* **TRY IT**
Your answer must consist solely of the line containing "[indicate] office supplies" and all subsequent lines through the end of the entries, reproduced exactly.
--- STORED DATA ---
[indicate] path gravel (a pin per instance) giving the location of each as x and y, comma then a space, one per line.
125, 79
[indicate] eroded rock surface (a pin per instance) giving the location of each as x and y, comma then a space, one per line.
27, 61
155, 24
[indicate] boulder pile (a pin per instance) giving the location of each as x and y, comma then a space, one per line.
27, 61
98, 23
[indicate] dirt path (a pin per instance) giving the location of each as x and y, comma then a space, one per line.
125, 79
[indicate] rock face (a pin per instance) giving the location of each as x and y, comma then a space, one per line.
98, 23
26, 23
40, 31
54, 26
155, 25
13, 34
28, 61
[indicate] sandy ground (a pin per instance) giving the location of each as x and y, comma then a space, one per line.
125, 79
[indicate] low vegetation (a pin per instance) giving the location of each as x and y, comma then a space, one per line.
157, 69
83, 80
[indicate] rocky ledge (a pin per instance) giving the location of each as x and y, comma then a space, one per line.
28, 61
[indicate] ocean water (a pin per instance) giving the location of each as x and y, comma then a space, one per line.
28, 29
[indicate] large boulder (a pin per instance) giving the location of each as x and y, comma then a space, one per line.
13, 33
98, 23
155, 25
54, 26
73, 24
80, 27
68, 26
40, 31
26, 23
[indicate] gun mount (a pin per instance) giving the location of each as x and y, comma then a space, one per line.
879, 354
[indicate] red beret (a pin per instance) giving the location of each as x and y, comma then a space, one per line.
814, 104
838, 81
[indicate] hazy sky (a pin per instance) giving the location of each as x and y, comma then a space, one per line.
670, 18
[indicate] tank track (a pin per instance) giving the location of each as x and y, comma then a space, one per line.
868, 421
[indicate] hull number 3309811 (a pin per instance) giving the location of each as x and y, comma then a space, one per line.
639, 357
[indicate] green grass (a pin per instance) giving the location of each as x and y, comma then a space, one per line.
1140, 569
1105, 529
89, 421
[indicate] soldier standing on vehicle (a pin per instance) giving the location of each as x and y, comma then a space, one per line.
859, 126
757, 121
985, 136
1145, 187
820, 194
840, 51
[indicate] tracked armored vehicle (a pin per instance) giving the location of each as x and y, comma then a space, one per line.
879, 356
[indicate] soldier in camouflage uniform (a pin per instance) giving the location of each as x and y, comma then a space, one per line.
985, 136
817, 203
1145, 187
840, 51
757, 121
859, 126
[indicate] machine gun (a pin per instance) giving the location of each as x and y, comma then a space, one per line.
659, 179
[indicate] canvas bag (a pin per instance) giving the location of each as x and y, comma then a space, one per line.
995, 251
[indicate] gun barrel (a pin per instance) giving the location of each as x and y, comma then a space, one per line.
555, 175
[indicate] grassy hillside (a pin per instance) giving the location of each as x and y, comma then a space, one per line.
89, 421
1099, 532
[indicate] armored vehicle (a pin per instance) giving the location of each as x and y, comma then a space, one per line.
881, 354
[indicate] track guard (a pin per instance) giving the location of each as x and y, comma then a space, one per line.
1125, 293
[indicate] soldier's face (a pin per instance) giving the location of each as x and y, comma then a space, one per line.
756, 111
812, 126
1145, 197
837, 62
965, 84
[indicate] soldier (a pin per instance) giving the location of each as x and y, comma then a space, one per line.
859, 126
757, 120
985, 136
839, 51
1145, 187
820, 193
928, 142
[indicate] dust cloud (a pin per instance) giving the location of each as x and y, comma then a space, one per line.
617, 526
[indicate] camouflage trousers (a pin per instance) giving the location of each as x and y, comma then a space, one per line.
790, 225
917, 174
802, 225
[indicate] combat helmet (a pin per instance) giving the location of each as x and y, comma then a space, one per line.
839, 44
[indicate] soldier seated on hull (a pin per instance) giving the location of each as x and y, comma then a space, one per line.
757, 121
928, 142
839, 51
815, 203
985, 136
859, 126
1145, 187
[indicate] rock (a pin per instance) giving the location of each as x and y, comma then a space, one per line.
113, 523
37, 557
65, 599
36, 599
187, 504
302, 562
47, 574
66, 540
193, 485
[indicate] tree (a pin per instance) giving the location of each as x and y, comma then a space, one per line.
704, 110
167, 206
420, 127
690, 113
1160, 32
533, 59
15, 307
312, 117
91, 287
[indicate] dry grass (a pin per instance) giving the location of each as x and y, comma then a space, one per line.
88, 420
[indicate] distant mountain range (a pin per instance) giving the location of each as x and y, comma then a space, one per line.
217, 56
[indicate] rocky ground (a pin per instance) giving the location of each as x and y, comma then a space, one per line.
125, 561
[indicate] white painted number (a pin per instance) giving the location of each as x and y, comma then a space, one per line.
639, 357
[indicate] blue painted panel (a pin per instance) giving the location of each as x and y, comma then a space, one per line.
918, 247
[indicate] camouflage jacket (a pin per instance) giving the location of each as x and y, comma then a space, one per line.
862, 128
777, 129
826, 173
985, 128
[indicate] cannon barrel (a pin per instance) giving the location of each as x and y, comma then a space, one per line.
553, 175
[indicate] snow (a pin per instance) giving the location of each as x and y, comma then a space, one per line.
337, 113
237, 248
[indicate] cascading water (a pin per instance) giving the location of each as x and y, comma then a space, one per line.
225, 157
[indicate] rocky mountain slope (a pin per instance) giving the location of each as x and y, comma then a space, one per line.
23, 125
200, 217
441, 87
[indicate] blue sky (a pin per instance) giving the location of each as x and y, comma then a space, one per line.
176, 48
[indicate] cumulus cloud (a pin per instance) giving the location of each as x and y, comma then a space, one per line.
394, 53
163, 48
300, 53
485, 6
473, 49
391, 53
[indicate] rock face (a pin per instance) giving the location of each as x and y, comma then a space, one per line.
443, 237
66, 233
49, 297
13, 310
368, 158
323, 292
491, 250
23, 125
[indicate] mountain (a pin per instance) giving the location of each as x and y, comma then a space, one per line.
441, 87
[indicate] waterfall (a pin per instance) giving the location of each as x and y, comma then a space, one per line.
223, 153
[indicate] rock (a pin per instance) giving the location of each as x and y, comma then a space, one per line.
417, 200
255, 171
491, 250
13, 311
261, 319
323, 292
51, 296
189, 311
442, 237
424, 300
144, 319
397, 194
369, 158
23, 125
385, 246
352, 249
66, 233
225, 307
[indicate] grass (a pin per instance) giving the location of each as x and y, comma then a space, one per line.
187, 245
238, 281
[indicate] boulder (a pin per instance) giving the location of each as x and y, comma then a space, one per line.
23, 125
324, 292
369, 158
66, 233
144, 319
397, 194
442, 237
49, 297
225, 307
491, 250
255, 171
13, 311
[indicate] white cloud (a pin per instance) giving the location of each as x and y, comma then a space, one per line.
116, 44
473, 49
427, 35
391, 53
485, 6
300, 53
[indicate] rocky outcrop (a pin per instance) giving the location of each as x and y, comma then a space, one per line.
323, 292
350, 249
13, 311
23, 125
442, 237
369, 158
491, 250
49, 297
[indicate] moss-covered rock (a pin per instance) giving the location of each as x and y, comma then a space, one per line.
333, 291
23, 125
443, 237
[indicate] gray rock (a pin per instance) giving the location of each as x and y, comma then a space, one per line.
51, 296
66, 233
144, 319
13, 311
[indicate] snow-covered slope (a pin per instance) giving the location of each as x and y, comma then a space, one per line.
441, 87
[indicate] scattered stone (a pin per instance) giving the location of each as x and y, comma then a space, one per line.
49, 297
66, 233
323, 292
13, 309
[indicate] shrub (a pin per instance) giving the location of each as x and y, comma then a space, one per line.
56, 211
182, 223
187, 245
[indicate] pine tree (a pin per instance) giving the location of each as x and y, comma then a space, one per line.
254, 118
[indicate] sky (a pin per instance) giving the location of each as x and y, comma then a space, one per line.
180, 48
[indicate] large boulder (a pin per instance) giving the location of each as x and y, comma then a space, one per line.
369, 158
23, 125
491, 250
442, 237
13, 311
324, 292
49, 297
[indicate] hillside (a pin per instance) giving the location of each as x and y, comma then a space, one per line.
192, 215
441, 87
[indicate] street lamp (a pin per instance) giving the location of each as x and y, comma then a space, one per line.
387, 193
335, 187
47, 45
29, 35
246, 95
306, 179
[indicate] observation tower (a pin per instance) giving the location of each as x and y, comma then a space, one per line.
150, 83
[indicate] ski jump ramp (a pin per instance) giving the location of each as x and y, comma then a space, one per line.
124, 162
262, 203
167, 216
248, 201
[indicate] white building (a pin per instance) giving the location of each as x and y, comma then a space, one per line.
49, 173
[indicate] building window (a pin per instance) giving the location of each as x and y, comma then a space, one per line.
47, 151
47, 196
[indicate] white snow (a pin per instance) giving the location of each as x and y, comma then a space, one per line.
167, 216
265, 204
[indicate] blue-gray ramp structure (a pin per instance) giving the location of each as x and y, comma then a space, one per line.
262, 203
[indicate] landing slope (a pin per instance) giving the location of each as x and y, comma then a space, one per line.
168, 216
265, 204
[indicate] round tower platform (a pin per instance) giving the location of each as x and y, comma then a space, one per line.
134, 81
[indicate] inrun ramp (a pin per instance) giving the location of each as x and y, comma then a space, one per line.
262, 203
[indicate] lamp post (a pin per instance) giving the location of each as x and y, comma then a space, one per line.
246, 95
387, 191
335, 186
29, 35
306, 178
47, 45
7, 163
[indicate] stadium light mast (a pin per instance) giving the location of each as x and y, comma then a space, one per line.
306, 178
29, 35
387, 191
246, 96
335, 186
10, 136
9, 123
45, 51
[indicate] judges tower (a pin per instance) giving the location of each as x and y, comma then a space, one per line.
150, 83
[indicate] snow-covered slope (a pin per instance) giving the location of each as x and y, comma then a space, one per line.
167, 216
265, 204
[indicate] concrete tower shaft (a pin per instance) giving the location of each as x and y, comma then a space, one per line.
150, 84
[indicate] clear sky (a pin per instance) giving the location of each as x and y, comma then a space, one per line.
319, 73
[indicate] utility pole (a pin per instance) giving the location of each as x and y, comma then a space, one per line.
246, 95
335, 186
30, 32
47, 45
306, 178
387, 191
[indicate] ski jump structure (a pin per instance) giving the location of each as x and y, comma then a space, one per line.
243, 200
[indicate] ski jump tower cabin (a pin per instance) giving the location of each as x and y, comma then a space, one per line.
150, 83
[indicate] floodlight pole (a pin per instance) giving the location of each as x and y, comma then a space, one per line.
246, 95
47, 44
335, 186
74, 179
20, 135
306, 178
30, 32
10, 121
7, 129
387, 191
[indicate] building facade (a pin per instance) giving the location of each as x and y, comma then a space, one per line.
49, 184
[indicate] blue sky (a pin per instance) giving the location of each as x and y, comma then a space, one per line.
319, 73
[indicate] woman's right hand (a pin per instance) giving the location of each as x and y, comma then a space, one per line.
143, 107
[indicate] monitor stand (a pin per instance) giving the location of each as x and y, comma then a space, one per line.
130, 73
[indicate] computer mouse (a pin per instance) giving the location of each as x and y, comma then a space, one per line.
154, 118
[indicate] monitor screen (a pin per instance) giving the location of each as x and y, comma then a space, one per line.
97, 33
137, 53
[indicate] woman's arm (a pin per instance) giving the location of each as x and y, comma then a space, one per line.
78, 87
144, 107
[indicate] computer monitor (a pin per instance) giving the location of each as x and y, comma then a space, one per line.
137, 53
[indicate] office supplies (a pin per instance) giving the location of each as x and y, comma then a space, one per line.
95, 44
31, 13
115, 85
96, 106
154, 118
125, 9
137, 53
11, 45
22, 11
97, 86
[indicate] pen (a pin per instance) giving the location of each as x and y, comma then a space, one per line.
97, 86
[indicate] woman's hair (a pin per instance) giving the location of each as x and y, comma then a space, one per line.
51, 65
---
* **WRITTEN RESPONSE**
[indicate] office supplies (a pin per instance) giving the location of each as x and y, comma then a space, one per line.
95, 44
31, 13
115, 85
96, 106
154, 118
125, 9
137, 53
11, 45
22, 11
97, 86
[indicate] pen (a pin per instance) giving the location of each as x and y, comma then a space, one per line.
97, 86
[indicate] woman's hair (a pin per instance) giving the location of each as x and y, comma then a space, one per line.
51, 65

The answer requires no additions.